ASSIGNMENT A:
Translate this sentence from the passage on Harvard's grading proposal into Spanish: "Harvard’s proposal is, indeed, limited: it puts no restrictions on the number of A-minuses a professor can give."
ASSIGNMENT B:
Answer these questions using the passage on Harvard's grading proposal:
(i) In what month was the proposal first released?
(ii) What targeted mean GPA did the Yale University report contain?
(iii) How many additional individual A's would the proposal allow in any course, regardless of size?
ASSIGNMENT C:
Write the next part of the passage on Harvard's grading proposal, picking up after its final sentence.

DOCUMENT PASSAGE:
═══
Gates professor of developing societies Alisha Holland, who served on the FAS subcommittee that developed the grading proposal, told colleagues that the proposed change was an opportunity for Harvard to lead on an issue that has plagued many elite universities. “For once, the question isn’t whether Harvard is going to follow someone else’s lead,” she said. “The question is whether we’re going to take our own.”

Speaking at the start of the discussion, Holland described months of robust conversations about the proposal that was first released in February—in department meetings, town hall meetings, one-on-one conversations, and “email threads long enough to qualify for independent study credits.” Once faculty members learned more about the proposal, she said, many came to support it.

“Junior faculty quietly told us they felt relief,” she said, “at the idea of having cover to give the grades they wanted to give.”

Holland also cited a recent report on falling trust in higher education from Yale University, which contained a far more draconian idea for curbing grade inflation: a targeted mean GPA of 3.0, or a B average. “What we’re asking you to vote on is far gentler,” she said. Later in the meeting, she reiterated that point: “We are trying to use the lightest touch possible.”

Harvard’s proposal is, indeed, limited: it puts no restrictions on the number of A-minuses a professor can give. And though it would impose a strict percentage cap on A’s, it would also allow four more individual A’s in any course, regardless of size—a move designed to encourage students to take rigorous small seminars.

But several professors who spoke at the meeting urged their colleagues to address different problems before tackling grade inflation directly. Some spoke about the destructive effects of student evaluations, arguing that a bad Q score—Harvard’s course evaluation metric—can torpedo course enrollments and harm professors’ bids for tenure, discouraging professors from grading accurately. Some argued that the faculty should be more focused on figuring out how to evaluate student work in the age of artificial intelligence, when chatbots can produce convincing writing.

Other faculty took issue with the speed of the process and the arbitrary nature of a quota. Several imagined how a cap on A’s might affect student behavior when choosing classes, evaluating professors, and working with their peers.

Professor of astronomy and physics John Kovac, chair of the FAS Standing Committee on First-Year Seminars, said he personally supports the cap on A’s and the changes to the internal ranking system. But he said his committee unanimously opposed the addition of a “SAT-plus” grade for courses without letter grades, which are designed to “encourage intellectual risk-taking.”
═══
INPUT DATA:

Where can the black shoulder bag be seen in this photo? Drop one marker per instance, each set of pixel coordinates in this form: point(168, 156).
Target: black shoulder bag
═══
RESPONSE A:
La propuesta de Harvard es, en efecto, limitada: no impone restricciones al número de A menos que un profesor puede otorgar.

RESPONSE B:
(i) February
(ii) 3.0, or a B average
(iii) Four

RESPONSE C:
Adding a higher-ranking to those courses, he said, “will introduce hierarchy, competition, imposter syndrome, superiority signaling, and most importantly, grade complaints.”

Lane professor of the classics Richard Thomas said he worried that a quota on A’s would discourage students from helping one another and working collaboratively. He recounted a discussion about the proposal with students in one of his seminars; even seniors who had no stake in the change, he said, were concerned about its effects on younger students. The overall reaction, he said, was: “‘I know about competing; that’s how I got into Harvard. I don’t want to keep doing it. I’d much rather work in groups with my peers.’”

But professor of psychology Fiery Cushman argued that exposure to imperfect grades would be healthy for students, building resilience and removing unrealistic pressure.

“If a kid somehow were never to be allowed the opportunity to skin their knee on the playground, they wouldn’t go there to have fun; they’d go there terrified of falling down,” he said. “If you engineer an environment around ensuring constant perfection, that is a recipe for anxiety.”

Amanda Claybaugh, the dean of undergraduate education, acknowledged other challenges that faculty members face as they confront AI and other pressures. Still, she urged her colleagues to support the proposal, calling it a necessary step toward improving teaching and learning.

“Our current grading practices are the impediment to everything else we want to do,” she said. “We are in a system that disincentivizes our faculty from teaching rigorous and meaningful courses, and that disincentivizes our students from taking them.”